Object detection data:
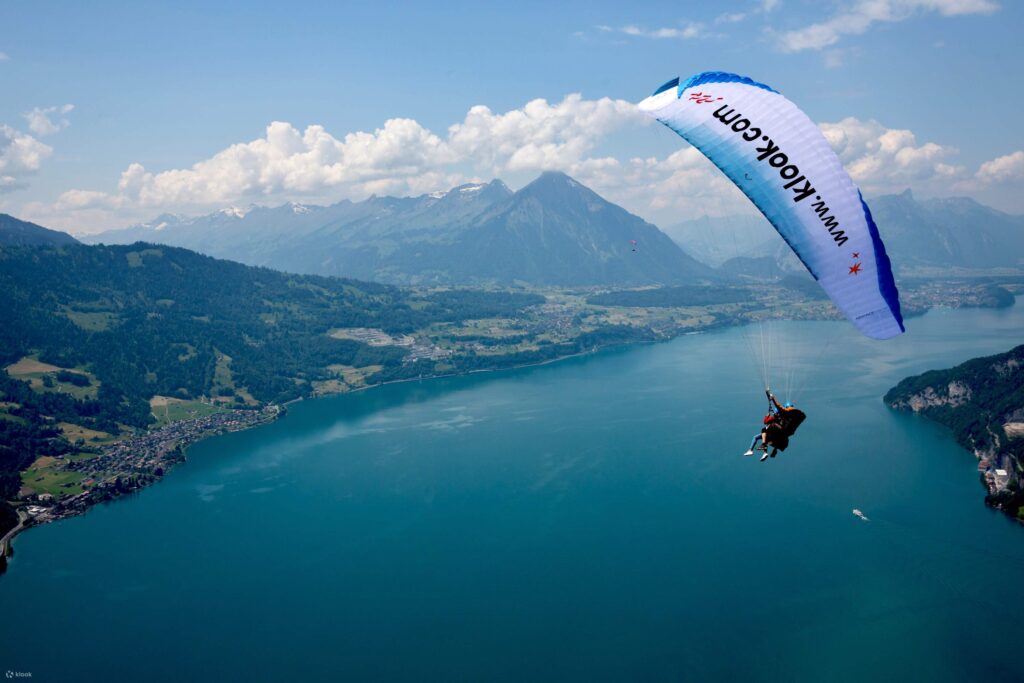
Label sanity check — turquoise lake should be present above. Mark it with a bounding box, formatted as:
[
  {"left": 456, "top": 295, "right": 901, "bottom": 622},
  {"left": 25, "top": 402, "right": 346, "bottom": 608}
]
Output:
[{"left": 0, "top": 304, "right": 1024, "bottom": 681}]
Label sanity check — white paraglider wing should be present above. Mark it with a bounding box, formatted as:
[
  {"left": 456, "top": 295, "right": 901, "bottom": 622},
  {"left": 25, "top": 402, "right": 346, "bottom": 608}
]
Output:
[{"left": 640, "top": 72, "right": 903, "bottom": 339}]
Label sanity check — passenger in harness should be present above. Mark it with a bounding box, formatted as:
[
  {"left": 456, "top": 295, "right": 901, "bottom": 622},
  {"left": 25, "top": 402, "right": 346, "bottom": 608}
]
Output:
[{"left": 743, "top": 389, "right": 807, "bottom": 462}]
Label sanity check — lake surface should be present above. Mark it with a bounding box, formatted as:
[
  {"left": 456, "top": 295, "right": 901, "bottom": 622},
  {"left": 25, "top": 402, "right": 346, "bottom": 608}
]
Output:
[{"left": 0, "top": 304, "right": 1024, "bottom": 681}]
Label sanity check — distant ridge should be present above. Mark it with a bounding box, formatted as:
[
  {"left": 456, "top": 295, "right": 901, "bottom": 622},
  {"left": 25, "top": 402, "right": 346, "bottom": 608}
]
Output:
[{"left": 0, "top": 213, "right": 79, "bottom": 247}]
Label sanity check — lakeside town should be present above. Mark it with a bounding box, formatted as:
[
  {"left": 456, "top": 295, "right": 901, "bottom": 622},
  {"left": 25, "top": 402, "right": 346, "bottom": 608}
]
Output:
[
  {"left": 0, "top": 274, "right": 1019, "bottom": 557},
  {"left": 0, "top": 404, "right": 286, "bottom": 557}
]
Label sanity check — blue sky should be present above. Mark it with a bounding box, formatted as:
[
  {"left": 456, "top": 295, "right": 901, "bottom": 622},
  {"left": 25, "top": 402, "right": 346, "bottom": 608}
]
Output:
[{"left": 0, "top": 0, "right": 1024, "bottom": 231}]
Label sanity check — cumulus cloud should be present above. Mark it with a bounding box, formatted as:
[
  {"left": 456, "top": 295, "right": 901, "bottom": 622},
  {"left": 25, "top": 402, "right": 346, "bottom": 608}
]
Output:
[
  {"left": 23, "top": 104, "right": 75, "bottom": 136},
  {"left": 819, "top": 118, "right": 966, "bottom": 194},
  {"left": 0, "top": 124, "right": 53, "bottom": 193},
  {"left": 597, "top": 22, "right": 711, "bottom": 40},
  {"left": 57, "top": 94, "right": 642, "bottom": 219},
  {"left": 778, "top": 0, "right": 999, "bottom": 52},
  {"left": 975, "top": 151, "right": 1024, "bottom": 184},
  {"left": 34, "top": 94, "right": 1024, "bottom": 229}
]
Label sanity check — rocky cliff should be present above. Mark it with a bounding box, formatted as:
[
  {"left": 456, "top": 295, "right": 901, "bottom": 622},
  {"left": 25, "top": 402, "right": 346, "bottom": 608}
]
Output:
[{"left": 885, "top": 345, "right": 1024, "bottom": 521}]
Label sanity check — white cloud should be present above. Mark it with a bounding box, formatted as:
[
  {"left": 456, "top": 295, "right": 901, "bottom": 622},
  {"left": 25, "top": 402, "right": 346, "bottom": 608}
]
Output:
[
  {"left": 975, "top": 151, "right": 1024, "bottom": 184},
  {"left": 0, "top": 124, "right": 53, "bottom": 193},
  {"left": 53, "top": 94, "right": 645, "bottom": 223},
  {"left": 778, "top": 0, "right": 999, "bottom": 52},
  {"left": 25, "top": 94, "right": 1024, "bottom": 230},
  {"left": 23, "top": 104, "right": 75, "bottom": 136},
  {"left": 818, "top": 118, "right": 966, "bottom": 194},
  {"left": 449, "top": 94, "right": 644, "bottom": 174}
]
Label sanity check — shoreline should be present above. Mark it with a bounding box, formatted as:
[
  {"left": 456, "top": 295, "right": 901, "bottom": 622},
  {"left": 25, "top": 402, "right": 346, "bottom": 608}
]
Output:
[
  {"left": 0, "top": 337, "right": 638, "bottom": 575},
  {"left": 6, "top": 294, "right": 1015, "bottom": 575}
]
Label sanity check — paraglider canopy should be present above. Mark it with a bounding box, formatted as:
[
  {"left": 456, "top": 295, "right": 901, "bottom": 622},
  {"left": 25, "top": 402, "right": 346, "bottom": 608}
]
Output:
[{"left": 639, "top": 72, "right": 903, "bottom": 339}]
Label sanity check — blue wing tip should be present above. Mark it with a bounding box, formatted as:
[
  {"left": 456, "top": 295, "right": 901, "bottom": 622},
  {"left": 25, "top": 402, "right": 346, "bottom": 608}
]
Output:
[
  {"left": 675, "top": 71, "right": 778, "bottom": 96},
  {"left": 650, "top": 76, "right": 679, "bottom": 97}
]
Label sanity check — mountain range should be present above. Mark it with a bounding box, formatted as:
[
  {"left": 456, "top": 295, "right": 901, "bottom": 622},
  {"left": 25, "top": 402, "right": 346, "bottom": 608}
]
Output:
[
  {"left": 0, "top": 213, "right": 78, "bottom": 247},
  {"left": 87, "top": 172, "right": 716, "bottom": 286}
]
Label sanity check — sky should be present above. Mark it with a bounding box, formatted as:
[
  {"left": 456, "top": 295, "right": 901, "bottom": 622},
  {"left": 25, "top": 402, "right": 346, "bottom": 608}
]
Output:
[{"left": 0, "top": 0, "right": 1024, "bottom": 233}]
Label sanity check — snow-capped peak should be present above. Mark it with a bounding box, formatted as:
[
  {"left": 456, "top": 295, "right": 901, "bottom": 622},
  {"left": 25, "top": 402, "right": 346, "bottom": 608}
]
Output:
[{"left": 220, "top": 206, "right": 249, "bottom": 218}]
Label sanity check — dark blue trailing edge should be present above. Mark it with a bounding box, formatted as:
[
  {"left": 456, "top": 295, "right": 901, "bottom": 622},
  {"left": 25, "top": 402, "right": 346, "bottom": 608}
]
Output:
[
  {"left": 675, "top": 71, "right": 778, "bottom": 97},
  {"left": 857, "top": 189, "right": 906, "bottom": 332},
  {"left": 650, "top": 76, "right": 679, "bottom": 97}
]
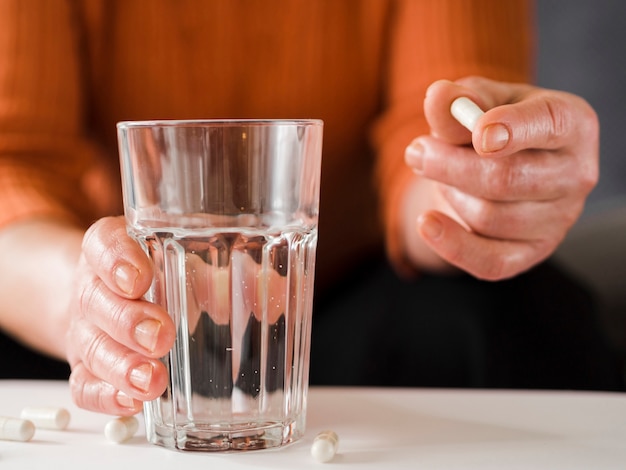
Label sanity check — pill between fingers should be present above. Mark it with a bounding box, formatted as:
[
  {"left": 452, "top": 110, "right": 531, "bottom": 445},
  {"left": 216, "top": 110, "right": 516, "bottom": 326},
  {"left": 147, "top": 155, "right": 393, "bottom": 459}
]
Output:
[{"left": 450, "top": 96, "right": 485, "bottom": 132}]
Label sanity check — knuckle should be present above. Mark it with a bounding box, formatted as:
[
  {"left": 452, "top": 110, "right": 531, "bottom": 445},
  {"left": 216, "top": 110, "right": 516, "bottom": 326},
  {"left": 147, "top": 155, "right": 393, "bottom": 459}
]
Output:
[
  {"left": 482, "top": 159, "right": 510, "bottom": 200},
  {"left": 78, "top": 279, "right": 102, "bottom": 318},
  {"left": 81, "top": 329, "right": 108, "bottom": 371}
]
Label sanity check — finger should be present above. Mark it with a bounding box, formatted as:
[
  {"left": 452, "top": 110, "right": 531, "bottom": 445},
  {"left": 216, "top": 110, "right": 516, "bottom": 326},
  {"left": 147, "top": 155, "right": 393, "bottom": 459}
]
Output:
[
  {"left": 472, "top": 90, "right": 599, "bottom": 156},
  {"left": 440, "top": 186, "right": 583, "bottom": 241},
  {"left": 405, "top": 136, "right": 564, "bottom": 201},
  {"left": 79, "top": 277, "right": 175, "bottom": 357},
  {"left": 83, "top": 217, "right": 153, "bottom": 298},
  {"left": 69, "top": 363, "right": 142, "bottom": 416},
  {"left": 68, "top": 319, "right": 167, "bottom": 401},
  {"left": 424, "top": 80, "right": 488, "bottom": 145},
  {"left": 417, "top": 212, "right": 549, "bottom": 281}
]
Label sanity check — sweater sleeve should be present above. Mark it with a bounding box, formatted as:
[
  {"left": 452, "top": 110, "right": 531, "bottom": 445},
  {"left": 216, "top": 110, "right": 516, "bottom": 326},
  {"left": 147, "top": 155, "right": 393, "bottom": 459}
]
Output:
[
  {"left": 0, "top": 0, "right": 116, "bottom": 227},
  {"left": 373, "top": 0, "right": 533, "bottom": 274}
]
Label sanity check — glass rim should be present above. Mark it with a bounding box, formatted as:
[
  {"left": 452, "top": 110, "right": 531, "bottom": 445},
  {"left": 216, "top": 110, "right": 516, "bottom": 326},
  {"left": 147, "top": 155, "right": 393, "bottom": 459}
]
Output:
[{"left": 116, "top": 118, "right": 324, "bottom": 130}]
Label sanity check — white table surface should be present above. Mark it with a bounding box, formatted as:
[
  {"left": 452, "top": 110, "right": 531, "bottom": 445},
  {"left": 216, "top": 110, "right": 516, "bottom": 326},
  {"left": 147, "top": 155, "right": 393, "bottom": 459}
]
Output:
[{"left": 0, "top": 380, "right": 626, "bottom": 470}]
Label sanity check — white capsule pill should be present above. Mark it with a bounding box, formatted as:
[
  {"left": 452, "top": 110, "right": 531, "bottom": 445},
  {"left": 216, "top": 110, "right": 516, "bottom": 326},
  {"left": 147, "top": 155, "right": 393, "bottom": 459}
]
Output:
[
  {"left": 104, "top": 416, "right": 139, "bottom": 444},
  {"left": 0, "top": 416, "right": 35, "bottom": 442},
  {"left": 311, "top": 431, "right": 339, "bottom": 462},
  {"left": 450, "top": 96, "right": 485, "bottom": 132},
  {"left": 20, "top": 406, "right": 70, "bottom": 430}
]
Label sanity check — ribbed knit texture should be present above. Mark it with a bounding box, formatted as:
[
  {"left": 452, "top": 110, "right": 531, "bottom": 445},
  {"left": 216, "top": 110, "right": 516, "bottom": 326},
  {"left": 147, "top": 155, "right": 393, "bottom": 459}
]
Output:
[{"left": 0, "top": 0, "right": 532, "bottom": 282}]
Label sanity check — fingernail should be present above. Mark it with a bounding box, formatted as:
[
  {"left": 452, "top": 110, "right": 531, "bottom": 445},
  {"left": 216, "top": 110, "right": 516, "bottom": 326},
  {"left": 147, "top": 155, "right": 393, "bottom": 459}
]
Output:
[
  {"left": 482, "top": 123, "right": 511, "bottom": 153},
  {"left": 113, "top": 264, "right": 139, "bottom": 294},
  {"left": 134, "top": 319, "right": 161, "bottom": 352},
  {"left": 404, "top": 140, "right": 424, "bottom": 174},
  {"left": 128, "top": 363, "right": 152, "bottom": 392},
  {"left": 418, "top": 215, "right": 443, "bottom": 240},
  {"left": 115, "top": 390, "right": 135, "bottom": 408}
]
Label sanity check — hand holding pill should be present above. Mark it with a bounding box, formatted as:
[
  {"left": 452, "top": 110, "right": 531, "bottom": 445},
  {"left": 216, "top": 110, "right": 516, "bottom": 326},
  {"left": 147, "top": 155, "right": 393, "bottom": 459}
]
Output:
[{"left": 400, "top": 77, "right": 599, "bottom": 280}]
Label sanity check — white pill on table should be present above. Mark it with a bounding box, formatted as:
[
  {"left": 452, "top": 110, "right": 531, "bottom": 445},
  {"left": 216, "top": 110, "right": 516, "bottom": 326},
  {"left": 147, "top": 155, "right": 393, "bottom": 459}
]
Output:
[
  {"left": 104, "top": 416, "right": 139, "bottom": 444},
  {"left": 20, "top": 406, "right": 70, "bottom": 430},
  {"left": 0, "top": 416, "right": 35, "bottom": 442},
  {"left": 311, "top": 431, "right": 339, "bottom": 462},
  {"left": 450, "top": 96, "right": 485, "bottom": 132}
]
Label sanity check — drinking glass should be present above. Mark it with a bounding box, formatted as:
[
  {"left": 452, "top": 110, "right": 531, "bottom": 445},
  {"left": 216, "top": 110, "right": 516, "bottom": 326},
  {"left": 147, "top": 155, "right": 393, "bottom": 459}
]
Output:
[{"left": 117, "top": 120, "right": 323, "bottom": 451}]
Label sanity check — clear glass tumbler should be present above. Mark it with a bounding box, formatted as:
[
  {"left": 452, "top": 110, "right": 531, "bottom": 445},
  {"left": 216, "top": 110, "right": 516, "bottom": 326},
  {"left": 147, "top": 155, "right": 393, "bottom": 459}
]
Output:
[{"left": 117, "top": 120, "right": 323, "bottom": 451}]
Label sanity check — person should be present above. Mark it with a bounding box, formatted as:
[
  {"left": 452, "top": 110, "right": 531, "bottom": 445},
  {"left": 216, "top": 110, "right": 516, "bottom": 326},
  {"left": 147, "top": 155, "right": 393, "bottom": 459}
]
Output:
[{"left": 0, "top": 0, "right": 617, "bottom": 415}]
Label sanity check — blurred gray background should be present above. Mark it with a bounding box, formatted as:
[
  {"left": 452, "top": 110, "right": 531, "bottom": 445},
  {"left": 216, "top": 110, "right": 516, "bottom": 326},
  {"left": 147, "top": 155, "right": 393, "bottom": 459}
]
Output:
[{"left": 537, "top": 0, "right": 626, "bottom": 357}]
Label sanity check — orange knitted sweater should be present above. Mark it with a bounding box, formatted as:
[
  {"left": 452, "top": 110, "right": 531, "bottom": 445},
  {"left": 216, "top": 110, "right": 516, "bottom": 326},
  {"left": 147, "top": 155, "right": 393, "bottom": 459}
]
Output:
[{"left": 0, "top": 0, "right": 533, "bottom": 288}]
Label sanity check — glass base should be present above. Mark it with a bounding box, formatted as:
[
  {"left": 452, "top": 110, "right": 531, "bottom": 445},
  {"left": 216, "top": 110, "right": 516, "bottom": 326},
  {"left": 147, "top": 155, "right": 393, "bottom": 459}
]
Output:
[{"left": 148, "top": 423, "right": 303, "bottom": 452}]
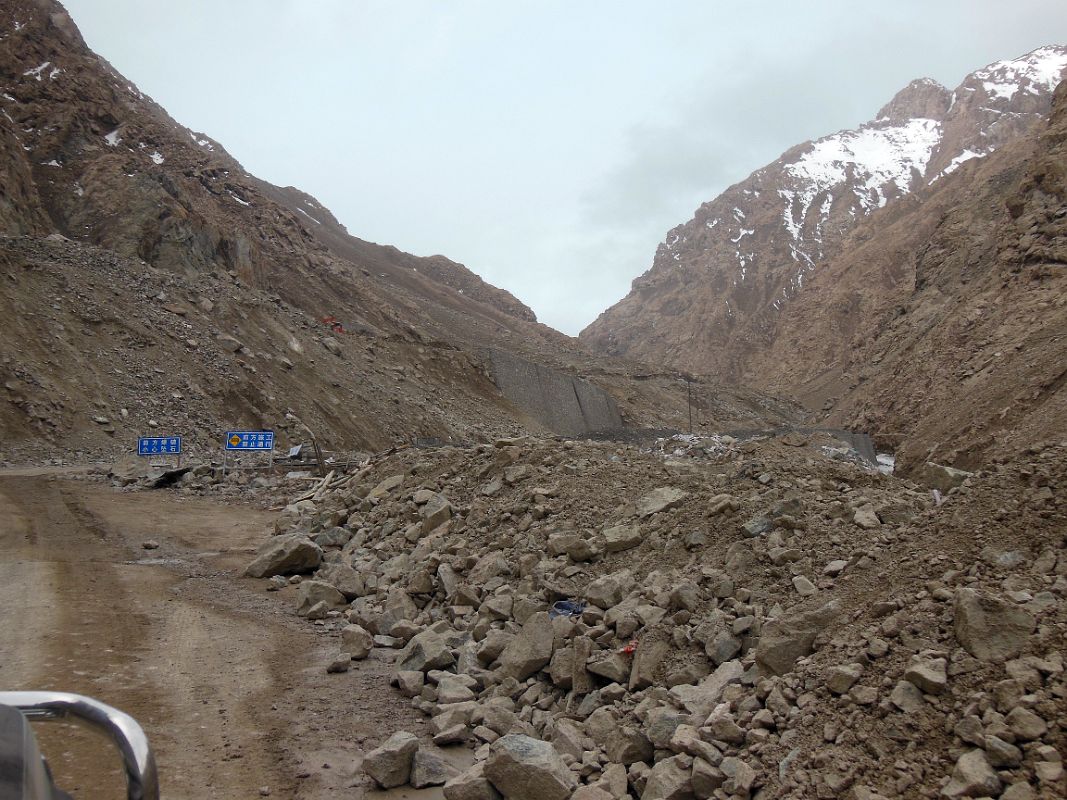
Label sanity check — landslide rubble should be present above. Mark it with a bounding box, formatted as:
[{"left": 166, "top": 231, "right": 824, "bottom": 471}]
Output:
[{"left": 250, "top": 435, "right": 1067, "bottom": 800}]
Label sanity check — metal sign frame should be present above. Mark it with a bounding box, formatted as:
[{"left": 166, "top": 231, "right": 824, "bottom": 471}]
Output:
[
  {"left": 137, "top": 436, "right": 181, "bottom": 468},
  {"left": 222, "top": 431, "right": 274, "bottom": 475}
]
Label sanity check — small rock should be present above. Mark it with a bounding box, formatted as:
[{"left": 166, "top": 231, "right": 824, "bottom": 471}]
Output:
[
  {"left": 943, "top": 750, "right": 1002, "bottom": 797},
  {"left": 825, "top": 663, "right": 863, "bottom": 694},
  {"left": 363, "top": 731, "right": 418, "bottom": 789},
  {"left": 904, "top": 657, "right": 949, "bottom": 694}
]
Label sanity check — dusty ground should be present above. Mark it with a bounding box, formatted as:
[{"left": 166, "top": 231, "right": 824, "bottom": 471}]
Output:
[{"left": 0, "top": 471, "right": 429, "bottom": 800}]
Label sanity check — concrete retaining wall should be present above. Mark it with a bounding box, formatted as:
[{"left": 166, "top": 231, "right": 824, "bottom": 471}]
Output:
[{"left": 490, "top": 350, "right": 622, "bottom": 436}]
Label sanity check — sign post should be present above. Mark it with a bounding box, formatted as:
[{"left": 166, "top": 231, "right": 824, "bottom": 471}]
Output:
[
  {"left": 222, "top": 431, "right": 274, "bottom": 475},
  {"left": 137, "top": 436, "right": 181, "bottom": 469}
]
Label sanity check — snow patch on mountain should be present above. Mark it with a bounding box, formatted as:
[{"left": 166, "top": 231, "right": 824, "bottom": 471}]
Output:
[
  {"left": 780, "top": 118, "right": 941, "bottom": 239},
  {"left": 974, "top": 47, "right": 1067, "bottom": 100}
]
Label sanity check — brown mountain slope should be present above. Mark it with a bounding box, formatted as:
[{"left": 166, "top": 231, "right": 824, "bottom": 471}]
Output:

■ Prompt
Format the records as a numbered list, one item per line and blank lines omitted, starting at the line containing "Label sanity check — snow patch" and ending at the end of the records.

■ Output for this exercise
1. Label sanity check — snow patch on mountain should be present above. Mark it with a bounding box, formatted as:
2. [{"left": 166, "top": 231, "right": 824, "bottom": 471}]
3. Output:
4. [
5.   {"left": 780, "top": 118, "right": 941, "bottom": 239},
6.   {"left": 974, "top": 47, "right": 1067, "bottom": 100}
7. ]
8. Label sanity check — brown mountain slope should be present above. Mark it with a bounding box, formatted as:
9. [{"left": 166, "top": 231, "right": 824, "bottom": 471}]
10. Output:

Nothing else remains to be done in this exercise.